** start TEXT TO READ **

Difference between Modification and Indistinguishable

Question

Would someone be able to offer a layman's explanation of what is means when two stochastic processes are a Modification of each other and when they are Indistinguishable?

My Stochastic Analysis notes define the following:

a) $\textit{The stochastic processes X and Y are called a modification of each other if}$ \begin{align} P(X(t) = Y(t)) = 1 \quad \textit{for all t $\in$ I} \end{align} b) $\textit{The stochastic processes X and Y are called indistinguishable}$ \begin{align} P(X(t) = Y(t) \,\,\,\textit{for all $t \in I$}) = 1 \end{align}

I interpret this to mean that:

(a) for each $t$ in $I$ the probability that the processes are equal is equal to 1.

(b) the probability that the entire path of the processes X is equal to the entire path of the process Y, is equal to 1.

I don't understand the difference between the two statements. The first seems to examine the processes at each point. The second examines the paths of the processes (which are made up of the points!).

Is anyone able to provide a motivational explanation as to why (a) does not mean that the paths are the same? I find it counter intuitive since if the processes are equal at each point then surely their paths are the same?

The classic example I've been given which (apparently) shows the two processes to be a modification and not indistinguishable is:

$\textbf{Example:}$ Let $\Omega = [0,\infty), \mathcal{A} = \mathcal{B}([0,\infty))$ and $P$ be a probability measure on $\mathcal{A}$ which has a density. Define two stochastic processes $(X(t): t \ge 0)$ and $(Y(t): t \ge 0)$ by \begin{align} X(t)(\omega) = \begin{cases} 1, \text{ if $t = \omega$},\\ 0, \text{ otherwise} \end{cases} \quad Y(t)(\omega) = 0 \quad \text{for all $t \ge 0$ and all $\omega \in \Omega$.} \end{align} Then $X$ and $Y$ are modifications of each other but $X$ and $Y$ are not indistinguishable.

** end TEXT TO READ **
** start DATASET SECTION **

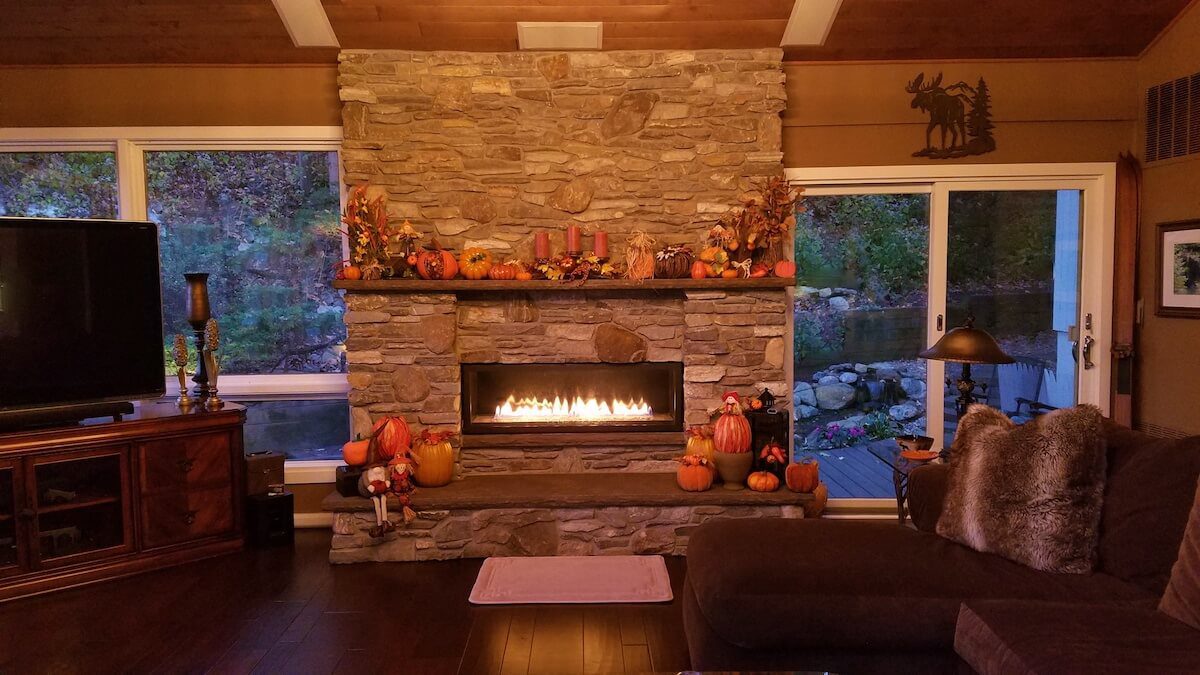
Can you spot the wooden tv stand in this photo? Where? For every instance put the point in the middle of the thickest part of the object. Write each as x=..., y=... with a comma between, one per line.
x=108, y=499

** end DATASET SECTION **

▶ YOUR TASKS
A. Answer these questions about the forum question on modification and indistinguishability, one per line:
(i) In the asker's reading of definition (b), what has probability equal to 1?
(ii) What value does Y(t)(ω) take in the example?
(iii) What set is Ω in the example?
B. Summarize the forum question on modification and indistinguishability in two sentences.

▶ ANSWERS PROVIDED
A.
(i) That the entire path of the process X equals the entire path of the process Y.
(ii) 0, for all t ≥ 0 and all ω in Ω.
(iii) [0, ∞).

B. The asker wants a plain explanation of how two stochastic processes being modifications of each other differs from their being indistinguishable, because equality at every point seems to mean their paths are the same. A classic example takes Ω = [0, ∞), defines X(t)(ω) as 1 when t = ω and 0 otherwise, and sets Y to 0 everywhere, and it is said to give processes that are modifications of each other but not indistinguishable.